- _EXERCISE_
Leave out the pictures, then return the records word for word.

- _THE DATA_
☆ ☆ ☆ ☆

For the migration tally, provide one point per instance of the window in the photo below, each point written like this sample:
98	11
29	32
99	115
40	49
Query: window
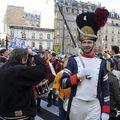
48	45
106	38
41	35
48	36
33	35
23	35
112	39
12	33
33	44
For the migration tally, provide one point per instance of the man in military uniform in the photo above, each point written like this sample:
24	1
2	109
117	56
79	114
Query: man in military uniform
89	99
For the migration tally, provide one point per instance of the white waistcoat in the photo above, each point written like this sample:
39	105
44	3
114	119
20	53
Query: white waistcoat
87	89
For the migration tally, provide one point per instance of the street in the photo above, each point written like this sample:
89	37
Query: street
47	113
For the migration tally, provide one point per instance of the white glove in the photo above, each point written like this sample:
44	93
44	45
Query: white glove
105	116
85	72
31	52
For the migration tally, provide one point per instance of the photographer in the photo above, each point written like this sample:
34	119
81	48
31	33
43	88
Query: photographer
16	81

☆ ☆ ☆ ☆

- _RESULT FOR THIS EXERCISE_
For the migration tally, provide one point per instance of the window in the photo below, each point written like this sample:
98	11
29	32
99	115
40	49
Query: window
48	45
106	38
41	35
48	36
33	35
23	35
112	39
12	33
33	44
For the migration tally, provide one point per instance of the man in military uniform in the photo above, each point written like this sample:
24	1
2	109
117	56
79	114
Query: man in military uniform
89	99
For the migration tally, provide one point per instance of the white waistcoat in the photo above, each point written like this sample:
39	105
44	3
114	119
20	53
Query: white waistcoat
87	89
For the migration tally, provide one point per instance of the street in the photo above, each point written like this sample:
89	37
Query: street
47	113
For the migration tally, provide one point per instance of the white glove in the photo above, each point written like this sample:
44	93
44	45
Query: white glove
105	116
85	72
31	52
For the migration tally, provide one point per instance of the photographer in the photo above, each point written like this sample:
34	119
81	48
31	33
43	88
Query: photographer
16	81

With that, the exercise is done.